The claims alleged in the OIP are barred, in whole or in part, because Mr. Tirrell relied in good faith upon the judgment of professionals, including ML's and Bank of America's in-house counsel, outside counsel, compliance and accounting professionals, and legal consultants as to matters that he reasonably believed were within such persons' professional or expert competence.
"Tirrell does not intend to rely" in presenting this defense "on documents that have been withheld by Bank of America or any other party as privileged. Mr. Tirrell does not hold, and is not asserting, a personal privilege over any documents."
[I]t contacted Bank of America and learned that the latter would rely on privilege and instruct any inside or outside counsel not to answer any questions about any legal advice given to Bank of America personnel regarding the allegations in the OIP. Mot. at 3. The Division asserts that Tirrell is improperly attempting to assert an advice-of-counsel defense "while shielding such advice and any communications relating thereto from disclosure." Id. at 4. Noting that Tirrell cannot establish the elements of an advice-of-counsel defense, id., and relying on United States v. Wells Fargo Bank, N.A., 132 F. Supp. 3d 558 (S.D.N.Y. 2015), it argues I should bar Tirrell's reliance defense, id. at 6-7.2Footnote 2: The court in Wells Fargo held that a litigant cannot rely on an "advice-of-counsel defense that requires disclosure of his employer's privileged communications where the employer will not waive the privilege." 132 F. Supp. 3d at 561, 566.

(Entries excerpted from a collection)
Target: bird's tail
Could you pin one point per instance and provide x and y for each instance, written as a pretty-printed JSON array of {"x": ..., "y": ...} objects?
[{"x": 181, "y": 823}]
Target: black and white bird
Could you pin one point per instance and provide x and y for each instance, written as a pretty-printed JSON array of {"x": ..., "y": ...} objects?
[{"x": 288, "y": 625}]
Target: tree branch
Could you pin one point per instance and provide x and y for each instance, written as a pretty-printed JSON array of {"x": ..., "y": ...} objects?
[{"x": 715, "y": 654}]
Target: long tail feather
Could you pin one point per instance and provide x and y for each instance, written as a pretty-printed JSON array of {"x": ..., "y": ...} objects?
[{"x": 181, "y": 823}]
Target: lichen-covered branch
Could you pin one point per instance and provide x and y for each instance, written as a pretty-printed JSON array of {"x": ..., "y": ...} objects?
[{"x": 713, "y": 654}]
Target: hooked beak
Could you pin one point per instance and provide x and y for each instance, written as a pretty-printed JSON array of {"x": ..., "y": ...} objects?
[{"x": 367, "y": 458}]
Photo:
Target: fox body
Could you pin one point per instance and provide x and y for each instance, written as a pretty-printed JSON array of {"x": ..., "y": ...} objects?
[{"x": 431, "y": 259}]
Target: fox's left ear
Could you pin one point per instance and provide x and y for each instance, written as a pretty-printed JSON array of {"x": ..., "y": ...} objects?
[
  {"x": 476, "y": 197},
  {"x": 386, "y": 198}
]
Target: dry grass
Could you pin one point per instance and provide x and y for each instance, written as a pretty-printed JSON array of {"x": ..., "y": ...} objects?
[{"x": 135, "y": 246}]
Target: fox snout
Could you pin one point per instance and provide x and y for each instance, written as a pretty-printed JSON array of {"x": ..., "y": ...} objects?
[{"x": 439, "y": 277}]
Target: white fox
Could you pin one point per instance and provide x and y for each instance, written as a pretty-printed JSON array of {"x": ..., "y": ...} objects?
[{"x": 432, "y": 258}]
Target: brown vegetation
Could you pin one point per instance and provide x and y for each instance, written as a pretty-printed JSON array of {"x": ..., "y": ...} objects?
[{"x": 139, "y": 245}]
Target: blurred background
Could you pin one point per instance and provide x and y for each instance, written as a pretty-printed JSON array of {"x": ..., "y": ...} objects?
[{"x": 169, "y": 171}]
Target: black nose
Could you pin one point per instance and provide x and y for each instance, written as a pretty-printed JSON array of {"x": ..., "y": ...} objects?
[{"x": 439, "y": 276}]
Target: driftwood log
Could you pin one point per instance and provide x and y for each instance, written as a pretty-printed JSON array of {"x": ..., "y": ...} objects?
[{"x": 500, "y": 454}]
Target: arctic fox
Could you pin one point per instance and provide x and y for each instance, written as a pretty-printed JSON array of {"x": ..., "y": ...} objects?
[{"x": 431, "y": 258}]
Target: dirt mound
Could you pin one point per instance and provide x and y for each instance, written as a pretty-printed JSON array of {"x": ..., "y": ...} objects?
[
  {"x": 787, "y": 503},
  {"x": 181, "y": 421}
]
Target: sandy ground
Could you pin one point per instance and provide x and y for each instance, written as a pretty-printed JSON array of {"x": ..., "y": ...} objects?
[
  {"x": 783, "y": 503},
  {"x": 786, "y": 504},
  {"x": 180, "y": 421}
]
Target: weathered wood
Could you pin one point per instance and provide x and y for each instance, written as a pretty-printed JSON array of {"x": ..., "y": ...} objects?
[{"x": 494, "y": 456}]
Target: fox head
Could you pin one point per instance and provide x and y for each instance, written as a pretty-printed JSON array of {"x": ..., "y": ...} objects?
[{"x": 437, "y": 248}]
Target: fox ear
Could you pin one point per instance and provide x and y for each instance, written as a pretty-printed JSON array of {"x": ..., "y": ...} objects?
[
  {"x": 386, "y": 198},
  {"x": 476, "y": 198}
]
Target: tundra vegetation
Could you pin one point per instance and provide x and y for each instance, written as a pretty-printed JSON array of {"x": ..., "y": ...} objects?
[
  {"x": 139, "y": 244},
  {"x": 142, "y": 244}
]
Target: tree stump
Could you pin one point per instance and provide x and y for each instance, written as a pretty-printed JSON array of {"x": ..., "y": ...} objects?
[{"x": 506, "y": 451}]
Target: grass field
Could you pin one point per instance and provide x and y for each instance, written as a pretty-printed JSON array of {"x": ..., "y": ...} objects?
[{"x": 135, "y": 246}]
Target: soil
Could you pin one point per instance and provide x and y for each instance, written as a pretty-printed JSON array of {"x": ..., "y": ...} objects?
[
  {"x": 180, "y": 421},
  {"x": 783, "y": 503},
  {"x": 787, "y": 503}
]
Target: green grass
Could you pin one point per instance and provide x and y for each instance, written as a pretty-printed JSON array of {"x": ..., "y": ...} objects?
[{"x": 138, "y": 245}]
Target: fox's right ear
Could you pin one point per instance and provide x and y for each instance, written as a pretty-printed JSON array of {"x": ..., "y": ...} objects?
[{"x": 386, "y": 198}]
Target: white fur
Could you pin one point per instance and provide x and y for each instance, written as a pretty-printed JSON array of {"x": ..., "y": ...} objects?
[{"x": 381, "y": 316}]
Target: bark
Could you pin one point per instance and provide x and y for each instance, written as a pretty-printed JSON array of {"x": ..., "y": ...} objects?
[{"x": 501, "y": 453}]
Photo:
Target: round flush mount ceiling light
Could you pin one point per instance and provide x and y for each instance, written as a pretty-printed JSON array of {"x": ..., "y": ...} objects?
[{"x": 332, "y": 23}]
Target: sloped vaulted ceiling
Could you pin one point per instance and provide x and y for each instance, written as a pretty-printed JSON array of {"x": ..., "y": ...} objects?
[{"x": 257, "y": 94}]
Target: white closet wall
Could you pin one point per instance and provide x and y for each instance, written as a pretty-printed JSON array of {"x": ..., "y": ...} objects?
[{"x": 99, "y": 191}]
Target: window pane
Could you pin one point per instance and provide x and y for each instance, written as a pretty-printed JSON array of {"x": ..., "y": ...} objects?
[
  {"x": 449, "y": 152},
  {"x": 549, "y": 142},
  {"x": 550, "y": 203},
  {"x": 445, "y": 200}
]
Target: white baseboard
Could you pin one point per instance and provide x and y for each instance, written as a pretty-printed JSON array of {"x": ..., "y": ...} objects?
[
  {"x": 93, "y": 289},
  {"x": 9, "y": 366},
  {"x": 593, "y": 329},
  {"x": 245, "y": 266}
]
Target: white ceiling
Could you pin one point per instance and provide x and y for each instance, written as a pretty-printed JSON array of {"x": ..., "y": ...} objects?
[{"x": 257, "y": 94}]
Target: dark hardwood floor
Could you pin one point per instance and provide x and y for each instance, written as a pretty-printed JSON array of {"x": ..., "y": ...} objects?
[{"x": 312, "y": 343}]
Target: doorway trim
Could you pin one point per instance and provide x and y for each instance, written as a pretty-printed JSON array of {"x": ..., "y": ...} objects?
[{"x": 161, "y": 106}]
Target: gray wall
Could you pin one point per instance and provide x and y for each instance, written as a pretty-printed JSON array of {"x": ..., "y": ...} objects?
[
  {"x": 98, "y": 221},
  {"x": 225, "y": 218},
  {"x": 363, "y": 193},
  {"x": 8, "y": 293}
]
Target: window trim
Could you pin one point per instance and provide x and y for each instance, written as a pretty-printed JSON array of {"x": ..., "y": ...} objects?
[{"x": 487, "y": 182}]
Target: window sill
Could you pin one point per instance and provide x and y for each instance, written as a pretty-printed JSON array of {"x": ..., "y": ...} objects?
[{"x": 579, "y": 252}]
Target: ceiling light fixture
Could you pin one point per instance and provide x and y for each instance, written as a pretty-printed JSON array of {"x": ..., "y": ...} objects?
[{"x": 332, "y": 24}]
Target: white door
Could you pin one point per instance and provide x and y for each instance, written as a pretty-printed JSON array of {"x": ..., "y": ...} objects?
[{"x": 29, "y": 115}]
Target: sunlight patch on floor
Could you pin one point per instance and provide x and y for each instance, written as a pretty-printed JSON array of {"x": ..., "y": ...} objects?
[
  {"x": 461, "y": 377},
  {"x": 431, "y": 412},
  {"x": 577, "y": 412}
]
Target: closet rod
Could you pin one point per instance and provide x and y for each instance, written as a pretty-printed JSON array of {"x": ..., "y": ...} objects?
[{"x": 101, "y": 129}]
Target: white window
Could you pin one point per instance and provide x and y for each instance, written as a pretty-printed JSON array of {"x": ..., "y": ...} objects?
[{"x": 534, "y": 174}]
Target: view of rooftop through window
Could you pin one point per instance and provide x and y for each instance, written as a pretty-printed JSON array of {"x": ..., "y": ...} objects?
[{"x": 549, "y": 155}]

• [Short problem A] Indicate whether each statement agrees with the legal excerpt, answering yes or no and quoting the words that decide it: (i) Tirrell asserts a personal privilege over certain documents; (ii) Bank of America would instruct its counsel not to answer questions about legal advice given to its personnel regarding the allegations in the OIP; (iii) the Division argues that Tirrell's reliance defense should be barred.
• [Short problem B] List every line of the entries containing the word "ceiling", treating uppercase and lowercase as distinct.
The legal excerpt and the entries bear no relation to each other.

• [Written response A]
(i) No: "Mr. Tirrell does not hold, and is not asserting, a personal privilege over any documents."
(ii) Yes: "instruct any inside or outside counsel not to answer any questions about any legal advice given to Bank of America personnel regarding the allegations in the OIP"
(iii) Yes: "it argues I should bar Tirrell's reliance defense"

• [Written response B]
Target: round flush mount ceiling light
Target: sloped vaulted ceiling
Target: white ceiling
Target: ceiling light fixture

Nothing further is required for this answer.